EXTRAIT DU DOCUMENT:
------------------------------
François Reichelt. Le rêve envolé
« Je le prouverai un jour. » Depuis son arrivée à Paris, à l’âge de vingt ans, en provenance de sa lointaine Autriche, le petit tailleur n’a qu’une idée en tête, au milieu des coupes de tissus et des morceaux d’étoffes qui jonchent le sol de son atelier, au 8, rue Gaillon.
Nous sommes en 1910 et François Reichelt, qui se passionne pour l’aviation, se désespère de voir plusieurs de ces fous-volants mourir dans la chute de leur aéroplane sans aucun moyen de pouvoir s’en sortir. « Il leur faudrait, se dit-il, un vêtement-parachute qui fournirait aux aviateurs la sécurité absolue, mettant ce sport trop souvent mortel à la portée des plus timorés. »
Notre homme, qui se fait à l’idée de devenir un bienfaiteur de l’humanité volante, se met donc au travail. D’autant plus que l’Aéro Club de France vient de proposer la coquette somme de dix mille francs à l’inventeur d’un parachute pesant moins de vingt-cinq kilos. La première tentative se solde par un échec. Le prototype, de soixante-dix kilos, est beaucoup trop lourd. Le tailleur réduit la voilure pour atteindre une surface de douze mètres carrés, ailes déployées. Bis repetita ! Le mannequin utilisé pour l’expérience s’écrase au sol comme une enclume. Qu’à cela ne tienne ! François Reichelt décide de juger lui-même sur pièces. À deux reprises, à Joinville et à Nogent-sur-Marne, il se jette dans le vide d’une hauteur de dix mètres. Par bonheur, ses amis ont disposé une bonne épaisseur de paille au cas où… Bien leur en prend ! Le tailleur volant qui s’écrase au sol telle une torpille s’en sort seulement avec quelques contusions.
------------------------------
MATÉRIEL FOURNI:
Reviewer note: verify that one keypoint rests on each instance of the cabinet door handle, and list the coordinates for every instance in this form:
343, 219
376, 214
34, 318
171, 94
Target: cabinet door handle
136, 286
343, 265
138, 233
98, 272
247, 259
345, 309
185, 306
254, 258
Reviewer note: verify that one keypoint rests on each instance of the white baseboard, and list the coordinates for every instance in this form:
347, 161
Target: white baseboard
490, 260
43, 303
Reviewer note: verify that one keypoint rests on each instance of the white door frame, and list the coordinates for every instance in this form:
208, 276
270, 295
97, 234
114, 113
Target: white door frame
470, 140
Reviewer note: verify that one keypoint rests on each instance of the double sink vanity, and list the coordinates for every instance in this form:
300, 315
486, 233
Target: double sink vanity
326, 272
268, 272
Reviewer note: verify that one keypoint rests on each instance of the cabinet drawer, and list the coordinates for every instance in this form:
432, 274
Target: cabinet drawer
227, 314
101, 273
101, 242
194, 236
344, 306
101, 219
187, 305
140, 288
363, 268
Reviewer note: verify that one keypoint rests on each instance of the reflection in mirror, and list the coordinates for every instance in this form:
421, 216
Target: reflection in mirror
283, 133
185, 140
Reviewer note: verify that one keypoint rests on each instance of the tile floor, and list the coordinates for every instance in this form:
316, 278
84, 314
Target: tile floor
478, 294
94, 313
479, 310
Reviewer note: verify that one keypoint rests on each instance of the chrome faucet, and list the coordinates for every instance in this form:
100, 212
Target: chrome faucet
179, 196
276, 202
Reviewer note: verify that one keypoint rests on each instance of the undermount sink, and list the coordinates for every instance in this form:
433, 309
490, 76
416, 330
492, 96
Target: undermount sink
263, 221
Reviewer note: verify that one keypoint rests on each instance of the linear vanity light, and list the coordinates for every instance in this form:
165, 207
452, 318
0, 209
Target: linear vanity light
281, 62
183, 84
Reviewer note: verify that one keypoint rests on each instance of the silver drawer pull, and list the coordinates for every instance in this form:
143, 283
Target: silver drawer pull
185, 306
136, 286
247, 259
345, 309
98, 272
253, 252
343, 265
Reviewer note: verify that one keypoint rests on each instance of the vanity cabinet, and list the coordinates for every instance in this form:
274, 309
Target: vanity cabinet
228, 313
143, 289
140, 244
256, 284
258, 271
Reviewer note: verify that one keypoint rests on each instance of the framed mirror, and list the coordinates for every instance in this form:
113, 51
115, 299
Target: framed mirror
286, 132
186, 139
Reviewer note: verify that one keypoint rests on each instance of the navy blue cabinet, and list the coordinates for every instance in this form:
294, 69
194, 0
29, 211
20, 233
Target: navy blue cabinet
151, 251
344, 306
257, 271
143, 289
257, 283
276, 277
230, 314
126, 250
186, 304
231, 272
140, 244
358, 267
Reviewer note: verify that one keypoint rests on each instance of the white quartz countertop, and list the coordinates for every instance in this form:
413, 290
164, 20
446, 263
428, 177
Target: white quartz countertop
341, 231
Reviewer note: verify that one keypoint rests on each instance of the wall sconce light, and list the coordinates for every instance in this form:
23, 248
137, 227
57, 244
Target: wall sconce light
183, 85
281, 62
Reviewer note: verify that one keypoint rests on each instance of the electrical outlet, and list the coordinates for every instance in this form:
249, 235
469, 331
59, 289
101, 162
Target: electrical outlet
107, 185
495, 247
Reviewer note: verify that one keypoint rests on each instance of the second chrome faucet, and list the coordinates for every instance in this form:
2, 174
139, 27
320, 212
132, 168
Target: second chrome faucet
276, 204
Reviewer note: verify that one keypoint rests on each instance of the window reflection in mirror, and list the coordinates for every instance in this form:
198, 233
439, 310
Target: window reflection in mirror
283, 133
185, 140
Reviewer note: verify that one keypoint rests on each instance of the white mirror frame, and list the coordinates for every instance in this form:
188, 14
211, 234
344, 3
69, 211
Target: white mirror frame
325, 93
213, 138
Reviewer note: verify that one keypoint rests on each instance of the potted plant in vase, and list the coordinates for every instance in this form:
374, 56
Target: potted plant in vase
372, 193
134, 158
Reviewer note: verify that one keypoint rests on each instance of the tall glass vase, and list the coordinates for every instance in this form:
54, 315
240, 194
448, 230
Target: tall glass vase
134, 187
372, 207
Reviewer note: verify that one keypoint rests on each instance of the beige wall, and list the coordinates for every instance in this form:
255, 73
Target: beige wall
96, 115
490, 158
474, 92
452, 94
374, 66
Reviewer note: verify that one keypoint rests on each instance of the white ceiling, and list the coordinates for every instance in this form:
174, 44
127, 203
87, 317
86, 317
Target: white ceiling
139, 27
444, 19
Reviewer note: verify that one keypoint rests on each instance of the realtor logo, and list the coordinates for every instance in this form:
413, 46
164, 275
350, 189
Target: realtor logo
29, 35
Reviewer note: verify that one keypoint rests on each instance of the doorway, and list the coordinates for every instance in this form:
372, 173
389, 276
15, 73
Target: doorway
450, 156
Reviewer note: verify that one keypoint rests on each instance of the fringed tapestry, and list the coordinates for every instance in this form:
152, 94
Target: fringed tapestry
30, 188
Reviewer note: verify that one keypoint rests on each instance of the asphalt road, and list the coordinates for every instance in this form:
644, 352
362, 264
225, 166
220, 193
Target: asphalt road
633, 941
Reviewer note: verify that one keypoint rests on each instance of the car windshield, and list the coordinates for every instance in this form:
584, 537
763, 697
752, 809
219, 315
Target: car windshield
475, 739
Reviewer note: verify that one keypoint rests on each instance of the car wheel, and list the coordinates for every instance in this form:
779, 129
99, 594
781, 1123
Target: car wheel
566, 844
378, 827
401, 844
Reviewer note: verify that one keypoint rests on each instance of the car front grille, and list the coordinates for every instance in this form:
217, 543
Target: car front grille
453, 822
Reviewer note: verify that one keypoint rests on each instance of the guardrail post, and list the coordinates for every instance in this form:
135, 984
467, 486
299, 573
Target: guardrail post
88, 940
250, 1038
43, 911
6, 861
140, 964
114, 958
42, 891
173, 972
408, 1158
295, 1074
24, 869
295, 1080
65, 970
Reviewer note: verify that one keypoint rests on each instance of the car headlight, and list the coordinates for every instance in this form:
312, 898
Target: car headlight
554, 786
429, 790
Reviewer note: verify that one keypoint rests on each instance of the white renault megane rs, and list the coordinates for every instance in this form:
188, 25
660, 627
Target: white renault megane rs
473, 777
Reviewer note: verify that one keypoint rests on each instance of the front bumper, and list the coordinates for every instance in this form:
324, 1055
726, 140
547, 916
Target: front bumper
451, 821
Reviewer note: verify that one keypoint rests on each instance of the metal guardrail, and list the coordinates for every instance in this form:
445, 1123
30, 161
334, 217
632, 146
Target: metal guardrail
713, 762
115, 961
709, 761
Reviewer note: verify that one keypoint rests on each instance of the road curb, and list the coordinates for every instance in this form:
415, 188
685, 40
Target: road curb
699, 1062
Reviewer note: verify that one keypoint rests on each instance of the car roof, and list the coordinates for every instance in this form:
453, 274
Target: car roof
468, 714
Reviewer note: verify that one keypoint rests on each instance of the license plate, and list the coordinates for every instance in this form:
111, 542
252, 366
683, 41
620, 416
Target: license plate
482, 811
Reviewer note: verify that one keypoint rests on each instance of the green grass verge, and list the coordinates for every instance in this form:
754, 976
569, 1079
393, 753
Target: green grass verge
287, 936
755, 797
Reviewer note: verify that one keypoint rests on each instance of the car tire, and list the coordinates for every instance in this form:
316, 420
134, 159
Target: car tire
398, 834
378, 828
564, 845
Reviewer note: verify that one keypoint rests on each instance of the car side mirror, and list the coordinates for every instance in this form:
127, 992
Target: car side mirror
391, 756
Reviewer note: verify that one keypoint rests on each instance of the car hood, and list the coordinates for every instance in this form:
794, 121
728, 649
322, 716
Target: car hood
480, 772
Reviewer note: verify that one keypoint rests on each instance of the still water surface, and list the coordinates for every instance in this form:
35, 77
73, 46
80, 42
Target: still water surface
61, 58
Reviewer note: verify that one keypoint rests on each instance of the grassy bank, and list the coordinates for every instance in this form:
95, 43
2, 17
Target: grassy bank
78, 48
------------------------------
OBJECTIF A: Reproduisez à l'identique le passage du texte consacré à François Reichelt, depuis « François Reichelt. Le » jusqu'à « 8, rue Gaillon. » inclus.
OBJECTIF B: Traduisez en anglais cette phrase du texte consacré à François Reichelt : « Le prototype, de soixante-dix kilos, est beaucoup trop lourd. »
Les lignes fournies n'interviennent d'aucune manière dans ce travail.

RÉSULTAT DE L'EXERCICE A:
François Reichelt. Le rêve envolé
« Je le prouverai un jour. » Depuis son arrivée à Paris, à l’âge de vingt ans, en provenance de sa lointaine Autriche, le petit tailleur n’a qu’une idée en tête, au milieu des coupes de tissus et des morceaux d’étoffes qui jonchent le sol de son atelier, au 8, rue Gaillon.

RÉSULTAT DE L'EXERCICE B: The prototype, weighing seventy kilos, is far too heavy.